• What you should do
Copy every line of the listing below, offsetting each bounding box coordinate by adding 38. Leave the picture out of your copy.

• Extracted records
§
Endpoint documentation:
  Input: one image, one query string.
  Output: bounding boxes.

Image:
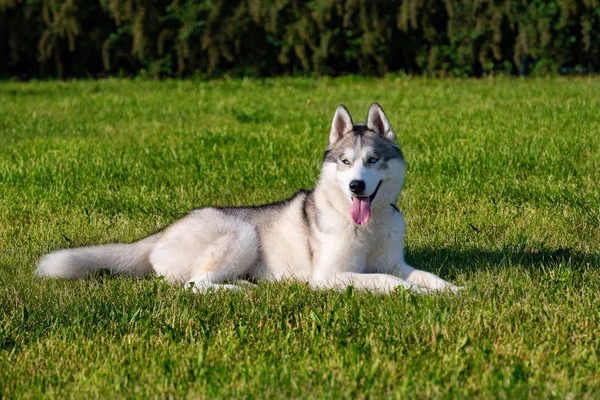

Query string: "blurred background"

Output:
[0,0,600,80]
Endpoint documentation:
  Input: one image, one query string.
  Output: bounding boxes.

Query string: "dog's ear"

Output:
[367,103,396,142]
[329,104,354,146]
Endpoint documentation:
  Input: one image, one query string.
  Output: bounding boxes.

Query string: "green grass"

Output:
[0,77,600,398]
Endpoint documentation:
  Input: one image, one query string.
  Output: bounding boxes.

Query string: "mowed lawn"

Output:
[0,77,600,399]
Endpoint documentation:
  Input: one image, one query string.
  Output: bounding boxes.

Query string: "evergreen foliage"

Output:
§
• Result of this exercise
Endpoint documentation:
  Input: one image, one query string.
  Output: bounding boxes.

Image:

Query string: "blurred background"

Output:
[38,38,638,118]
Endpoint documentation:
  Input: one image, one query string.
  Output: bounding boxes.

Query string: "dog's ear"

Output:
[405,141,434,180]
[367,142,392,184]
Endpoint documentation:
  Input: one image, one query string.
  Output: bounding boxes.

Query string: "green grass"

Output:
[38,115,638,436]
Endpoint documentation:
  Input: one image, one query string.
  Output: bounding boxes.

Query string: "mowed lawn"

Output:
[38,115,638,437]
Endpoint documentation:
  Input: one image, one query string.
  Output: bounding boxes.

Query string: "evergreen foliage"

Output:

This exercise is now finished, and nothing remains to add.